▸ Aim of the task:
Of all the entries below, retype only the lines from the one with "Target: pinstriped baseball pants" through the one with "Mark the green", exactly as they appear.

[Dataset entries]
[Start of section]
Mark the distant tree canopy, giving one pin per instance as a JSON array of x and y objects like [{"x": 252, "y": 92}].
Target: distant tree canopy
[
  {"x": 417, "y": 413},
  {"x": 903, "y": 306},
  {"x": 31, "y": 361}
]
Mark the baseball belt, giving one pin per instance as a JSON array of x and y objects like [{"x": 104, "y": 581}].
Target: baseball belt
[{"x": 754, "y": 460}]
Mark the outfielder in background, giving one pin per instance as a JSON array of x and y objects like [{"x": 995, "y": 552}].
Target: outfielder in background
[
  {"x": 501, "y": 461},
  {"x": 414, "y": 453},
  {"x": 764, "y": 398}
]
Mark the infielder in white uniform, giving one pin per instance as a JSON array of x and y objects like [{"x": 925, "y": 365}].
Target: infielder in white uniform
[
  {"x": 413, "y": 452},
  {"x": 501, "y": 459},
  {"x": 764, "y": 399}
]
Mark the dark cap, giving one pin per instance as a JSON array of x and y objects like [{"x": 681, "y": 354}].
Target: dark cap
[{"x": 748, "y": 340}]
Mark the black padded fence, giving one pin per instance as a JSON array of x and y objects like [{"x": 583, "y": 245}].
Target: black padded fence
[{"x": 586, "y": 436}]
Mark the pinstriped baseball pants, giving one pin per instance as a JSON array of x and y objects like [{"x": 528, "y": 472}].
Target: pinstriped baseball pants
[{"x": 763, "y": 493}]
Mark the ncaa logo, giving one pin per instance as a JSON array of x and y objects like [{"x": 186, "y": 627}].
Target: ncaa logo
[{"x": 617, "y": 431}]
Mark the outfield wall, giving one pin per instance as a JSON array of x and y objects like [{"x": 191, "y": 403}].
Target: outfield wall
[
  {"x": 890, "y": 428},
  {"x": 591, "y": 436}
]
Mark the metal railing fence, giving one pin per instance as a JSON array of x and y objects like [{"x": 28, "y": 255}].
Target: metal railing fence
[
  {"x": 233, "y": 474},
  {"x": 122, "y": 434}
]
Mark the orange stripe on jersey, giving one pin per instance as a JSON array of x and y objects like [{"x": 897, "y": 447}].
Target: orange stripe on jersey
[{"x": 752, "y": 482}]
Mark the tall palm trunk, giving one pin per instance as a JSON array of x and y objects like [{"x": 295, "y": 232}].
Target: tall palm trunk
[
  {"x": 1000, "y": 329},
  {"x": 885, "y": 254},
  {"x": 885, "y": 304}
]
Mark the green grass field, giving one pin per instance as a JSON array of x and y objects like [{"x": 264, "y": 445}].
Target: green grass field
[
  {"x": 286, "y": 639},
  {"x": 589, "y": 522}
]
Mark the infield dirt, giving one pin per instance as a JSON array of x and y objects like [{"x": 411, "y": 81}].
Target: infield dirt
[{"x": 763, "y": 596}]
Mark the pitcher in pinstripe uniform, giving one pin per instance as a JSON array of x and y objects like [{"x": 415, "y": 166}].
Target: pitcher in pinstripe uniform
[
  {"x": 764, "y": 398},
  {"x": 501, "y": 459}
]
[End of section]
▸ Task answer:
Target: pinstriped baseball pants
[{"x": 763, "y": 493}]
Mark the ncaa logo, giving one pin per instance as a JSON array of x and y objects like [{"x": 186, "y": 627}].
Target: ncaa logo
[{"x": 617, "y": 431}]
Mark the outfield wall, giving one pin per instance as a JSON array of x and y objects like [{"x": 191, "y": 403}].
Target: outfield wall
[
  {"x": 890, "y": 428},
  {"x": 591, "y": 436}
]
Mark the metal railing fence, giving one pin per instance as a JSON array of x and y objects like [{"x": 28, "y": 255}].
Target: metal railing fence
[
  {"x": 233, "y": 474},
  {"x": 122, "y": 434}
]
Mark the orange stripe on jersey, giving one pin per instance as a JSON array of x and y objects like [{"x": 897, "y": 447}].
Target: orange stripe on jersey
[{"x": 752, "y": 482}]
Mark the tall palm trunk, giving one pin per instance as a JSON array of x and y objects like [{"x": 295, "y": 232}].
Target: tall palm trunk
[
  {"x": 1000, "y": 329},
  {"x": 885, "y": 254},
  {"x": 885, "y": 304}
]
Mark the green grass field, giving one pin per instance as a JSON array of x and y objects like [{"x": 264, "y": 445}].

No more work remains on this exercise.